* **What to work on**: Transcribe the section on specifying the clock frequency, everything from "For C and C++" down to "the clock period.".

Specifying the Clock Frequency - 2024.2 English

Vitis High-Level Synthesis User Guide (UG1399)

Document ID
UG1399
Release Date
2024-11-13
Version
2024.2 English

For C and C++ designs only a single clock is supported. The same clock is applied to all functions in the design.

The clock period, specified in nanoseconds (ns) or MHz, is defined when the HLS components is created, or can be changed in the HLS config file under the General category as shown below.

Figure 1. Part and Clock Settings

The default clock period is 10 ns. The HLS component also uses the concept of a clock uncertainty to provide a user defined timing margin for scheduling processes within the design. You can define the clock uncertainty for your design in the same way and at the same time as you specify the clock. The default clock uncertainty, when it is not specified, is 27% of the clock period.

Important: If your HLS configuration file specifies platform= instead of part= you must use also freqhz= instead of clock=. This is because the platform specifies a clock in freqhz form, and you can only override it using the same form.

Using the clock frequency and part information for the HLS component the tool estimates the timing of operations in the design. However, it cannot know the final component placement and net routing as these operations are performed by logic synthesis of the output RTL. As such, the tool can only estimated delays.

To calculate the clock period used for synthesis the tool subtracts the clock uncertainty from the clock period, as shown in the following figure.

Figure 2. Clock Period and Margin

This provides a user specified margin to ensure downstream processes, such as logic synthesis and place & route, have enough timing margin to complete their operations. If the resources of the device are mostly consumed by the HLS componet the placement of cells and routing of nets to connect the cells might tight and result in a design with larger than expected timing delays. For situations such as this increasing the clock uncertainty can ensure that the HLS component does not create a design with too much logic packed into each clock cycle and allows RTL synthesis to satisfy timing in cases with less than ideal placement and routing options.

The Vitis unified IDE and v++ command tries to satisfy all constraints: timing, throughput, latency. However, if a constraint cannot be satisfied the tool still produces an RTL design. If the timing constraints inferred by the clock period cannot be met the tool issues message SCHED-644 as shown below, and creates a design with the best achievable performance.

Referring expression grounding data
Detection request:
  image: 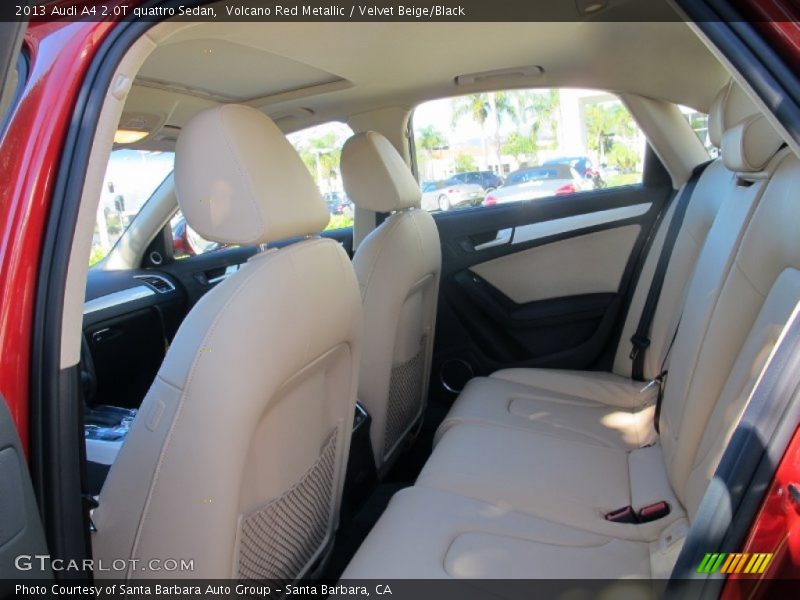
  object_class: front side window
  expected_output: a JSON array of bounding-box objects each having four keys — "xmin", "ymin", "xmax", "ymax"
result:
[
  {"xmin": 89, "ymin": 149, "xmax": 175, "ymax": 266},
  {"xmin": 413, "ymin": 89, "xmax": 645, "ymax": 210},
  {"xmin": 286, "ymin": 121, "xmax": 354, "ymax": 229}
]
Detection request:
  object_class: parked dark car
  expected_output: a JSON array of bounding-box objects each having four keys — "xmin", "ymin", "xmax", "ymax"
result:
[
  {"xmin": 446, "ymin": 171, "xmax": 503, "ymax": 192},
  {"xmin": 322, "ymin": 192, "xmax": 353, "ymax": 215}
]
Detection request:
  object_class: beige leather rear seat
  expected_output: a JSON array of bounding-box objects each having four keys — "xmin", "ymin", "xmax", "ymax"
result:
[
  {"xmin": 344, "ymin": 88, "xmax": 800, "ymax": 578},
  {"xmin": 436, "ymin": 82, "xmax": 776, "ymax": 449}
]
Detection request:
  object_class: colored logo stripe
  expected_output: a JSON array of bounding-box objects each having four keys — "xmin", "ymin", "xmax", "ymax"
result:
[{"xmin": 697, "ymin": 552, "xmax": 772, "ymax": 575}]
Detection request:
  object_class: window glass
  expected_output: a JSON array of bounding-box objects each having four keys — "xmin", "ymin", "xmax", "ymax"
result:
[
  {"xmin": 89, "ymin": 149, "xmax": 175, "ymax": 265},
  {"xmin": 413, "ymin": 89, "xmax": 645, "ymax": 210},
  {"xmin": 286, "ymin": 121, "xmax": 354, "ymax": 229}
]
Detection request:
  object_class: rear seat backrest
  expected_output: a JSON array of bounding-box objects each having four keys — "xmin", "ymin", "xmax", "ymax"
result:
[
  {"xmin": 661, "ymin": 115, "xmax": 800, "ymax": 519},
  {"xmin": 613, "ymin": 81, "xmax": 756, "ymax": 379}
]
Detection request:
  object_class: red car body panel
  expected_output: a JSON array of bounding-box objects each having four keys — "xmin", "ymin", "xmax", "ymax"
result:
[
  {"xmin": 0, "ymin": 18, "xmax": 113, "ymax": 449},
  {"xmin": 722, "ymin": 428, "xmax": 800, "ymax": 600}
]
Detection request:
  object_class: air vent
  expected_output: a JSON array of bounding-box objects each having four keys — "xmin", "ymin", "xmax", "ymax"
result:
[{"xmin": 135, "ymin": 275, "xmax": 175, "ymax": 294}]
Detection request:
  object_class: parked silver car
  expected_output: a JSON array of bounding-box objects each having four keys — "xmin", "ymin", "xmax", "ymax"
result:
[
  {"xmin": 483, "ymin": 164, "xmax": 593, "ymax": 206},
  {"xmin": 422, "ymin": 180, "xmax": 485, "ymax": 210}
]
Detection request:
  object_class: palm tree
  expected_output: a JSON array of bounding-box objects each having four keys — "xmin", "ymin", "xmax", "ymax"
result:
[
  {"xmin": 299, "ymin": 132, "xmax": 342, "ymax": 191},
  {"xmin": 586, "ymin": 103, "xmax": 636, "ymax": 162},
  {"xmin": 511, "ymin": 89, "xmax": 561, "ymax": 162},
  {"xmin": 414, "ymin": 125, "xmax": 447, "ymax": 179},
  {"xmin": 452, "ymin": 93, "xmax": 492, "ymax": 167},
  {"xmin": 488, "ymin": 92, "xmax": 517, "ymax": 173}
]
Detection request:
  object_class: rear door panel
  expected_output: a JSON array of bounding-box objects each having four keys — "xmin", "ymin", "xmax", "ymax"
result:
[{"xmin": 432, "ymin": 186, "xmax": 671, "ymax": 393}]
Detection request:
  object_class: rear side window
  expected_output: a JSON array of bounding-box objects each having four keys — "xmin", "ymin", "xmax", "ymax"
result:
[
  {"xmin": 286, "ymin": 121, "xmax": 354, "ymax": 229},
  {"xmin": 413, "ymin": 89, "xmax": 645, "ymax": 210}
]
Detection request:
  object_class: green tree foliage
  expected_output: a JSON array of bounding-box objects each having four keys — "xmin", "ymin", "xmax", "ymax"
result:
[
  {"xmin": 586, "ymin": 102, "xmax": 636, "ymax": 161},
  {"xmin": 607, "ymin": 143, "xmax": 639, "ymax": 173},
  {"xmin": 414, "ymin": 125, "xmax": 447, "ymax": 155},
  {"xmin": 298, "ymin": 132, "xmax": 343, "ymax": 191},
  {"xmin": 455, "ymin": 153, "xmax": 478, "ymax": 173},
  {"xmin": 502, "ymin": 131, "xmax": 537, "ymax": 162}
]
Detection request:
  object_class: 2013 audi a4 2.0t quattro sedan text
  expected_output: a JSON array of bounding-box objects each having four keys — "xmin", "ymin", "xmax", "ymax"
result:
[{"xmin": 0, "ymin": 0, "xmax": 800, "ymax": 599}]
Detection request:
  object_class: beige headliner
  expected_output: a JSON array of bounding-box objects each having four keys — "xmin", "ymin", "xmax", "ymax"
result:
[{"xmin": 125, "ymin": 14, "xmax": 728, "ymax": 146}]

* **Solution to this problem**:
For C and C++ designs only a single clock is supported. The same clock is applied to all functions in the design.

The clock period, specified in nanoseconds (ns) or MHz, is defined when the HLS components is created, or can be changed in the HLS config file under the General category as shown below.

Figure 1. Part and Clock Settings

The default clock period is 10 ns. The HLS component also uses the concept of a clock uncertainty to provide a user defined timing margin for scheduling processes within the design. You can define the clock uncertainty for your design in the same way and at the same time as you specify the clock. The default clock uncertainty, when it is not specified, is 27% of the clock period.